Required tasks:
- a) In the account of working at Kaplan Pathways, how many hours a week was the tutor paid for on the first module?
- b) Extend the account of working at Kaplan Pathways, picking up after its final sentence.

Extract:
“I got no benefit out of this”: An account of working at Kaplan Pathways

An anonymous former teacher at Kaplan Pathways lays out what it’s like to work under a precarious contract and in the absence of supportive managers.

But it doesn’t have to be this way. This is exactly why the TEFL Worker’s Union is organising at Kaplan. We all deserve stable hours permanent contract and a predictable working life. If you want to join us in fighting for that, drop us an email at [email protected].

I joined Kaplan in September 2019. I started as a 3 month sessional like many others did. A few of us remained there for over a year from the batch of tutors that started with me. Initially, I was working there a couple of hours a week as a tutor for one of the Modules they offered me. 

The salary per hour was not bad and I liked the job as a side gig so that I could focus on finishing my PhD. The module I was assigned to was a 10-week course that the sessionals produced from a 20 week-long course. 

I was given the 20 week-long course material and I was asked to condense it to 10 weeks, without any guidance on the content and with a platform that had no activities whatsoever. I was paid for 4 hours a week, but I was effectively working 8 (4 hours of writing material, uploading quizzes and marking material). I was initially given over 5 students, but then, 3 weeks into the module, I was given 10, 5 weeks into the module there were 15 students enrolled. They exploited the “flipped-learning” technique to the degree where I was teaching the content of week 1 to five students, and the content of week 5 to the rest of the class that joined earlier. I am not going to lie and say I expressed concern, quite the opposite, I liked the opportunity this represented.

I’ve got amazing feedback from my managers and my students. They then renewed my contract for another six months. I was given a decent amount of hours for a part-time that compensated for the extra work. I was assigned to two more modules, but I was not given material for it. I had to produce most of the material for my module because I was given a book to teach in 20 weeks. Kaplan did not produce material for everything, and it was not always clear how deep we were supposed to go.

I continued getting excellent feedback from both my students and my managers. In addition, the directive told me that sometimes Kaplan opened up permanent positions and I could apply for them.

Dataset records:
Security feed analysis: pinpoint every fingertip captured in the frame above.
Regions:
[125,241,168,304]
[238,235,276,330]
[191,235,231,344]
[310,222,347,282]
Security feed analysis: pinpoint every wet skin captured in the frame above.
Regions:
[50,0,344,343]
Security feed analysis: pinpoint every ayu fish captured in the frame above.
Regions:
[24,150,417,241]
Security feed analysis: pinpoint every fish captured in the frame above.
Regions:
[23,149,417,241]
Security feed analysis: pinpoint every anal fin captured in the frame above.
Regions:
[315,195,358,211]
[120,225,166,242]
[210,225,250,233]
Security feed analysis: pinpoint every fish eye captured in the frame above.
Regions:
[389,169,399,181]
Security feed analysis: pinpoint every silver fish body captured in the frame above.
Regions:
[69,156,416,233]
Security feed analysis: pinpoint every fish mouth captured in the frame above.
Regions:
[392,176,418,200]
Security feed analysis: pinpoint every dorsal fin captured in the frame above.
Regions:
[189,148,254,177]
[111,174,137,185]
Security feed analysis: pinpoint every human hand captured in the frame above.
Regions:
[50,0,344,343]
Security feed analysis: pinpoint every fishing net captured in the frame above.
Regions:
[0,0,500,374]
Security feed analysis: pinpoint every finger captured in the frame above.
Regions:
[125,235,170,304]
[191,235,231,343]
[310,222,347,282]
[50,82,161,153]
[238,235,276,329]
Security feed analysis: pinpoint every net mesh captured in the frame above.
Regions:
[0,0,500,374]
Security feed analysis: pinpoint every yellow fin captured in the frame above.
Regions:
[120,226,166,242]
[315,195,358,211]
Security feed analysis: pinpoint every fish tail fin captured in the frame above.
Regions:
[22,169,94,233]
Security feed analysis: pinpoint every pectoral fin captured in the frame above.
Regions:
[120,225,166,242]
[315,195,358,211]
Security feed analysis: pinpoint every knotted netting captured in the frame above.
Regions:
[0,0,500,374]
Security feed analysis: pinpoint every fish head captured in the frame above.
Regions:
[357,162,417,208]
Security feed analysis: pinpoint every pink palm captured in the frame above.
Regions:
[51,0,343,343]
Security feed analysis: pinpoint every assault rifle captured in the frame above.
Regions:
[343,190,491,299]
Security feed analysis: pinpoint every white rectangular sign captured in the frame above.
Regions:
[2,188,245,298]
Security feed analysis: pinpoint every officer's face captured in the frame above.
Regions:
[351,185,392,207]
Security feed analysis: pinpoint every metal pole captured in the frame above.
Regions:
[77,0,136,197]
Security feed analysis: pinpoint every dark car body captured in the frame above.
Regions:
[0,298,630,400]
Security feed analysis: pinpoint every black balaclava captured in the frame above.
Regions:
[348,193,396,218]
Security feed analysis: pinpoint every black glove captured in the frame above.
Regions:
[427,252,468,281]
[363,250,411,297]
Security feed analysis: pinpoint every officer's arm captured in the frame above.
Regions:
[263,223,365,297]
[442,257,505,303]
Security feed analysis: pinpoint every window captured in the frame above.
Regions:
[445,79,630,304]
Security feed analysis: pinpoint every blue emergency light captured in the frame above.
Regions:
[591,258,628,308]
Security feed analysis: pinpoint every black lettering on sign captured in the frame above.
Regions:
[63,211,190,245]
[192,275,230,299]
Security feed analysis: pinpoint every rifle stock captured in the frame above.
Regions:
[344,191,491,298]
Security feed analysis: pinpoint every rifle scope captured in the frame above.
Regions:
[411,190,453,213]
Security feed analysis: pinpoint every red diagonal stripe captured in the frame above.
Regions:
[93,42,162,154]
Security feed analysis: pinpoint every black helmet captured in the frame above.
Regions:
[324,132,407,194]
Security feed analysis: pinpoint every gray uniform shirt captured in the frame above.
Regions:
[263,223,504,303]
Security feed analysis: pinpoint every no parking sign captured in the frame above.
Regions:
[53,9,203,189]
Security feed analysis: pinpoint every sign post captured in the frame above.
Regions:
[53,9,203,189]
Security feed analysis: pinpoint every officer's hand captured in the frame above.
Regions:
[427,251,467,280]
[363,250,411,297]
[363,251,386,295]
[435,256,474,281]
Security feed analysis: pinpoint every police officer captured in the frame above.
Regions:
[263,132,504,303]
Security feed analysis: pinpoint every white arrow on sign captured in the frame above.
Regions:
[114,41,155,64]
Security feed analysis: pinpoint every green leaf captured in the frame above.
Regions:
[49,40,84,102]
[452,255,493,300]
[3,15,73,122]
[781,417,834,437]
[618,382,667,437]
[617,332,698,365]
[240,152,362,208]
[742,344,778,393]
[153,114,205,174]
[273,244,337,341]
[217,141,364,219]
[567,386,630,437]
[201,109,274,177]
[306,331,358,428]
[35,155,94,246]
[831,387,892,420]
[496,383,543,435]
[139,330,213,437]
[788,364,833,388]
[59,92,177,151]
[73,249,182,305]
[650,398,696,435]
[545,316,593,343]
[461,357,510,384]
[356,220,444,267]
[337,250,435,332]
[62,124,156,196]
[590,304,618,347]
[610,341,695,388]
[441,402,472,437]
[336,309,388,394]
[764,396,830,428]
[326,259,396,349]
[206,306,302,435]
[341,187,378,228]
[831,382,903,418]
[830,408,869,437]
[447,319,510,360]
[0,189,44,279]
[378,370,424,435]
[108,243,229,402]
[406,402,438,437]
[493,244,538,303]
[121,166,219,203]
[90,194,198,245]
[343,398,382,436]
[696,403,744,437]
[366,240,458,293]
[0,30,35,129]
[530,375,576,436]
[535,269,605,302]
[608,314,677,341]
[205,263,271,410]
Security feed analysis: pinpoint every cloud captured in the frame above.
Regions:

---

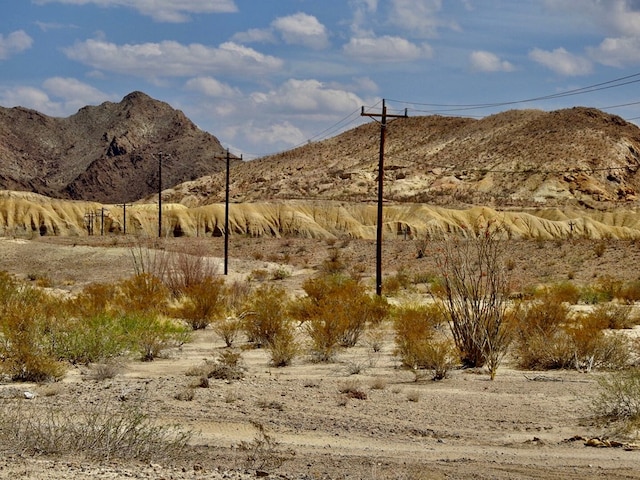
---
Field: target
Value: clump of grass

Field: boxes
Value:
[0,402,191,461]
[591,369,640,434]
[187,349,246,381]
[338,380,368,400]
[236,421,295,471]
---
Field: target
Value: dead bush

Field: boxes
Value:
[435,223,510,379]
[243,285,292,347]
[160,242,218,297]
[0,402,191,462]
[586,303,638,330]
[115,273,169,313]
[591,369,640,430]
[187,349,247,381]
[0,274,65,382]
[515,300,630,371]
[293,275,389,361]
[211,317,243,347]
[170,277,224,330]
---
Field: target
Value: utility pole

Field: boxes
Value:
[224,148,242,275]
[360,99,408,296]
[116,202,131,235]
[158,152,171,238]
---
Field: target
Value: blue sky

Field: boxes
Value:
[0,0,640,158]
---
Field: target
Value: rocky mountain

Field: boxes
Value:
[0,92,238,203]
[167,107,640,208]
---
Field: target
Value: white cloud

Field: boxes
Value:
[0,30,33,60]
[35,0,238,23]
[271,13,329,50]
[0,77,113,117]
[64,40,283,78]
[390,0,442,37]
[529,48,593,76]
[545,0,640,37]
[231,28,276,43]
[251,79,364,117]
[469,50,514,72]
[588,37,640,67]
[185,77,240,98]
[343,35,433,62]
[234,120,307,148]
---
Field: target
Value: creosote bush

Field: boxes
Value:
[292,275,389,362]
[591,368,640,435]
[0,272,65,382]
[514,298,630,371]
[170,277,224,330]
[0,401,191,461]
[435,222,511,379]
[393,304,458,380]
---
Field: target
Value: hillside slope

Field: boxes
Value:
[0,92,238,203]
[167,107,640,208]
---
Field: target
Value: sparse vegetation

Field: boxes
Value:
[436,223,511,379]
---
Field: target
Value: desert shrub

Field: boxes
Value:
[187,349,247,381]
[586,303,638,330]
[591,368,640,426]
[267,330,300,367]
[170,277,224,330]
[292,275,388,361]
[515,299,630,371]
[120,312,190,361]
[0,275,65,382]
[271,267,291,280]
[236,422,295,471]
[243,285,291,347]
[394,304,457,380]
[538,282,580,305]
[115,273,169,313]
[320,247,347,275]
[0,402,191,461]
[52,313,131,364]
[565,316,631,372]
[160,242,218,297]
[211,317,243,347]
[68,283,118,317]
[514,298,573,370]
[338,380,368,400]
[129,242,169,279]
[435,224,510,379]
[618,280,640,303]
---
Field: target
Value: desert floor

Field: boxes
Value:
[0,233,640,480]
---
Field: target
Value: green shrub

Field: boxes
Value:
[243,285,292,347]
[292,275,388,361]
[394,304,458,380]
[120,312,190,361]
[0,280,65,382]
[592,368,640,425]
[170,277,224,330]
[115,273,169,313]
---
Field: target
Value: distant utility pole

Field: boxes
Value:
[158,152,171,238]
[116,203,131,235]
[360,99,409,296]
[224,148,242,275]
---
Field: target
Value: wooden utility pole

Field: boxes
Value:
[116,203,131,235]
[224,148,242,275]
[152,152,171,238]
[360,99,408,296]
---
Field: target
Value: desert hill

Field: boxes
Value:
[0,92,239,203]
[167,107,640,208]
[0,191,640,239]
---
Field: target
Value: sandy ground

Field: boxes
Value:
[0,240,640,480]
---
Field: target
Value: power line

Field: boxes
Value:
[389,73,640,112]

Outputs in order:
- a) Four hours a week.

- b)
When the pandemic hit, I was one of the teachers in my area that did not quit. Before the pandemic, each college in Kaplan was independent, Liverpool did their own thing, London did their own. This obviously did not work, as it meant that our workload increased threefold – we needed to produce new material, we needed to produce new assessments, and we needed to produce new exams. They attempted to centralise this but to the expense of using sessional tutors as the main productive force. Sessionals will have it as part of their job to produce materials. The sessionals with the best feedback were used as if we were permanent.

However, in 2020 we did not have as many students enrolling for the summer term as expected, and many dropped. As a result, Kaplan had two intakes: winter and summer. They then added the spring term, which started in March. However, because most of the workforce was now a sessional, The company could not hire us for the months of July and August. This meant that the March term needed to end in July, along with the term that started in the winter and the term that started in the spring. This obviously only works if the sessionals with the best student feedback are now working over 40 hours a week, but claiming half of that.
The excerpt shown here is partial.